*Questions on the material*.
1. Translate this sentence from the TCGAbiolinks forum thread into Spanish: "You need to set drop=FALSE, dataFilt[,samples.solid.tissue.normal,drop = FALSE], because dataFilt[,samples.solid.tissue.normal,], will return a vector instead of a matrix."
2. Proceed with the TCGAbiolinks forum thread from the point where it stops.

*Given text*.
--------

Thank you very much in advance ! Of coursen tell me if you need more information.

Best, Martin

tiagochst commented 2 years ago

Hi Martin,

Since samples.solid.tissue.normal is only one sample. You need to set drop=FALSE, dataFilt[,samples.solid.tissue.normal,drop = FALSE], because dataFilt[,samples.solid.tissue.normal,], will return a vector instead of a matrix.

library(TCGAbiolinks)
query.skcm.full <- GDCquery(
  project = "TCGA-SKCM",
  data.category = "Transcriptome Profiling",
  data.type = "Gene Expression Quantification",
  sample.type = c("Primary Tumor","Solid Tissue Normal")
) 

GDCdownload(
    query = query.skcm.full,
    files.per.chunk = 100
)

skcm.exp <- GDCprepare(
    query = query.skcm.full, 
    save = TRUE, 
    save.filename = "skcmExp.rda"
)

table(skcm.exp$definition)

# Which samples are Primary Tumor
samples.primary.tumour <- skcm.exp$barcode[skcm.exp$shortLetterCode == "TP"]

# which samples are solid tissue normal
samples.solid.tissue.normal <- skcm.exp$barcode[skcm.exp$shortLetterCode == "NT"]

dataPrep <- TCGAanalyze_Preprocessing(skcm.exp)

--------

(Data items)

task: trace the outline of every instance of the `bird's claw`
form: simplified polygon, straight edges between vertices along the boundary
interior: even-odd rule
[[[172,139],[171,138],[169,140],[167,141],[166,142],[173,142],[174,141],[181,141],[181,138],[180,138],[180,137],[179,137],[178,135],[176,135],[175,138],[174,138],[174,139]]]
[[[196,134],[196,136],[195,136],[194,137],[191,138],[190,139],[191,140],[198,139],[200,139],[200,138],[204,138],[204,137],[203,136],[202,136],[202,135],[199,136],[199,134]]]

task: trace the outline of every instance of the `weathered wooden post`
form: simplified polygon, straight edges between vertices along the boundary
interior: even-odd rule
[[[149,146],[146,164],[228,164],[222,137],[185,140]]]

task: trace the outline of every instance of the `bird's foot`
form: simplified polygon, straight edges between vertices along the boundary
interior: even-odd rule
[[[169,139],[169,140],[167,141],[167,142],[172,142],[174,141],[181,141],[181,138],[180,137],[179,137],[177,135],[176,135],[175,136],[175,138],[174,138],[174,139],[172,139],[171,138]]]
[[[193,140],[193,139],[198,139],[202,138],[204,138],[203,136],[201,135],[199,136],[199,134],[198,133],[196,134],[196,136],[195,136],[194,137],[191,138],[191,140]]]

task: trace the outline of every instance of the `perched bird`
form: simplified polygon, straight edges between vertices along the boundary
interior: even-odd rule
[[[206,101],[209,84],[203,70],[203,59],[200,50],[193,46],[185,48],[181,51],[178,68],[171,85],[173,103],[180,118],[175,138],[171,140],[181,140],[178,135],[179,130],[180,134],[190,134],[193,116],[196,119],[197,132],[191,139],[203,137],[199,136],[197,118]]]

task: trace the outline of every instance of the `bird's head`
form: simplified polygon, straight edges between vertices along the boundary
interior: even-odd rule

--------

*Answers to this exercise*.
1. Debes establecer drop=FALSE, dataFilt[,samples.solid.tissue.normal,drop = FALSE], porque dataFilt[,samples.solid.tissue.normal,], devolverá un vector en lugar de una matriz.

2.
dataNorm <- TCGAanalyze_Normalization(
    tabDF = dataPrep,
    geneInfo = geneInfoHT,
)                

dataFilt <- TCGAanalyze_Filtering(
    tabDF = dataNorm,
    method = "quantile", 
    qnt.cut =  0.25
)   

dataDEGs <- TCGAanalyze_DEA(
    mat1 = dataFilt[,samples.solid.tissue.normal,drop = FALSE],
    mat2 = dataFilt[,samples.primary.tumour],
    Cond1type = "Normal",
    Cond2type = "Tumor",
    fdr.cut = 0.01 ,
    logFC.cut = 2,
    method = "glmLRT",
    pipeline = "edgeR"
)  
head(dataDEGs)
MartinBaGar commented 2 years ago

Thank you so much for your quick answer and for the solution, it's working perfectly ! I love your tool !